* [HOW TO COMPLETE THIS TASK]:
Bring together all lines of the material below that contain the string "marble".

* [SUPPLIED INFORMATION]:

= = = =

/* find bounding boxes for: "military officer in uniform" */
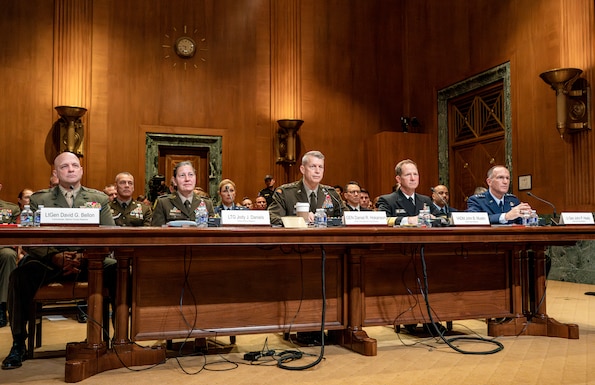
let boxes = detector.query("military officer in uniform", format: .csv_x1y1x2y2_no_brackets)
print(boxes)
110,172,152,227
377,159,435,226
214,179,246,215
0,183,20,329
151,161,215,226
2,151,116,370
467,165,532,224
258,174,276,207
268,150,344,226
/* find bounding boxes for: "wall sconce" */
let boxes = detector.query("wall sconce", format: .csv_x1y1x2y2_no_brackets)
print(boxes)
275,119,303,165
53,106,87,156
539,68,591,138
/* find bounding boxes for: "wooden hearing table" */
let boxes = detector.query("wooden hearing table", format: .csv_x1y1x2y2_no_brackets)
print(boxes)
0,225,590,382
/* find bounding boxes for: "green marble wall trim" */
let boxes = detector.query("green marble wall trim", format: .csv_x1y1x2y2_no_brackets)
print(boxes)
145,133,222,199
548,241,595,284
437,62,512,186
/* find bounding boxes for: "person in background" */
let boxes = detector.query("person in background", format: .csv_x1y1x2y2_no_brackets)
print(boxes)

= = = =

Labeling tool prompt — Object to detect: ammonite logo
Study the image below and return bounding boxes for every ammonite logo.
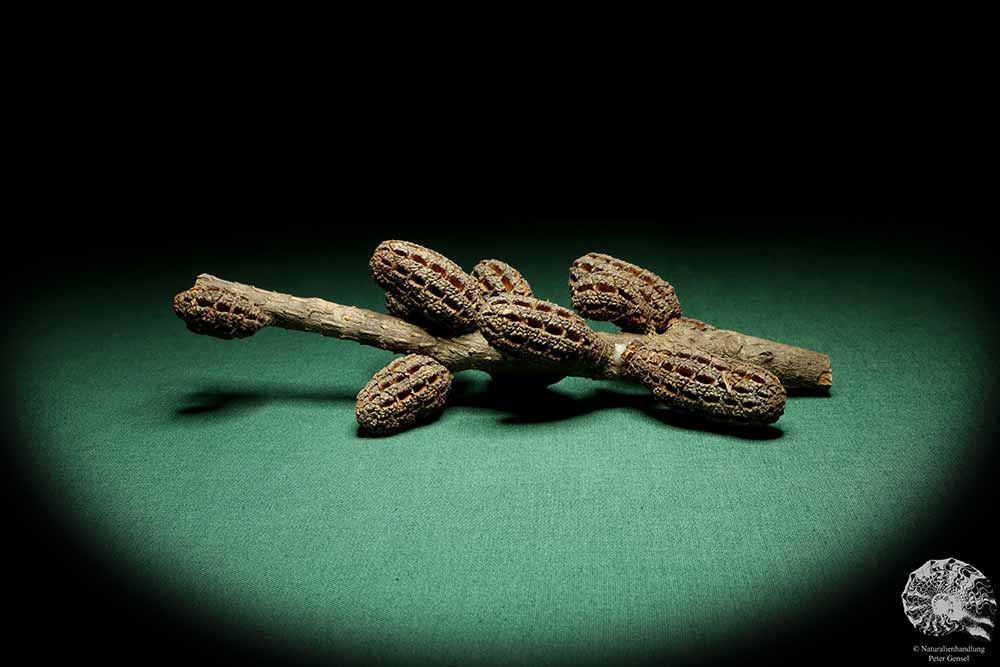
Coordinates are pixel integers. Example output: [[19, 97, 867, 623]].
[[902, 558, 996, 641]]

= = = =

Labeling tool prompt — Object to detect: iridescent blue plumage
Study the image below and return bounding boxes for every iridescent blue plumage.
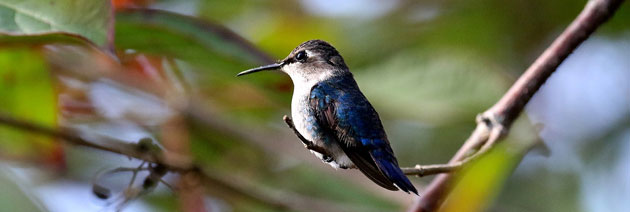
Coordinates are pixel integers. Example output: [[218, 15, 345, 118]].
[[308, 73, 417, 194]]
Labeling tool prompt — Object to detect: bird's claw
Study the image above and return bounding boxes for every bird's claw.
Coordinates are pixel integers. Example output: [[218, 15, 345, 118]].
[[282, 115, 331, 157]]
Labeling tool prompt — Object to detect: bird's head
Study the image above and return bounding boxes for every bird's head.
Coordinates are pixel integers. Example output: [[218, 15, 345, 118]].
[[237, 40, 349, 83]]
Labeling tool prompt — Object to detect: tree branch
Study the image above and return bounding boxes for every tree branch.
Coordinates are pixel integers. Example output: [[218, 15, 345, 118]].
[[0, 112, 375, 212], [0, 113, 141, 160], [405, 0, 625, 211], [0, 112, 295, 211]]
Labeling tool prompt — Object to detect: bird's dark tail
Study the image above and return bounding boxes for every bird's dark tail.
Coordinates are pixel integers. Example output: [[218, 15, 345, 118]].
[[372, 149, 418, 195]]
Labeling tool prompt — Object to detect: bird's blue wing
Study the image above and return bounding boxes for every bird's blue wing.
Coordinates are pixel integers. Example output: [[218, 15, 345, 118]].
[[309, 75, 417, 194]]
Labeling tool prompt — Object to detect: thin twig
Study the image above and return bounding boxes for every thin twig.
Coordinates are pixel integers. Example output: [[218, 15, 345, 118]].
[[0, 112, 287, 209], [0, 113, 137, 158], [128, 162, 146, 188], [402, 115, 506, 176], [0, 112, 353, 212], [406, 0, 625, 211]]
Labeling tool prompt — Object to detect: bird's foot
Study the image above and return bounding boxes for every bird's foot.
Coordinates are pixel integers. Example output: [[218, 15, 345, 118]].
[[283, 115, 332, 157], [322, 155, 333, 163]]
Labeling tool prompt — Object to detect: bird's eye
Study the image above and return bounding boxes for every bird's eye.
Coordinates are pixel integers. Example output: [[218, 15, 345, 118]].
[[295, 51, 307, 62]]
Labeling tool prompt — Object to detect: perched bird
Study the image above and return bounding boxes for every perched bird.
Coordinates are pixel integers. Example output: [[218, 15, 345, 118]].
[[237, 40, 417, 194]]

= = = =

* [RESULT OF THIS TASK]:
/* find bounding boxes for: "green marble wall trim" */
let boxes = detector.query("green marble wall trim", format: .csv_x1y1x2y2_no_brackets)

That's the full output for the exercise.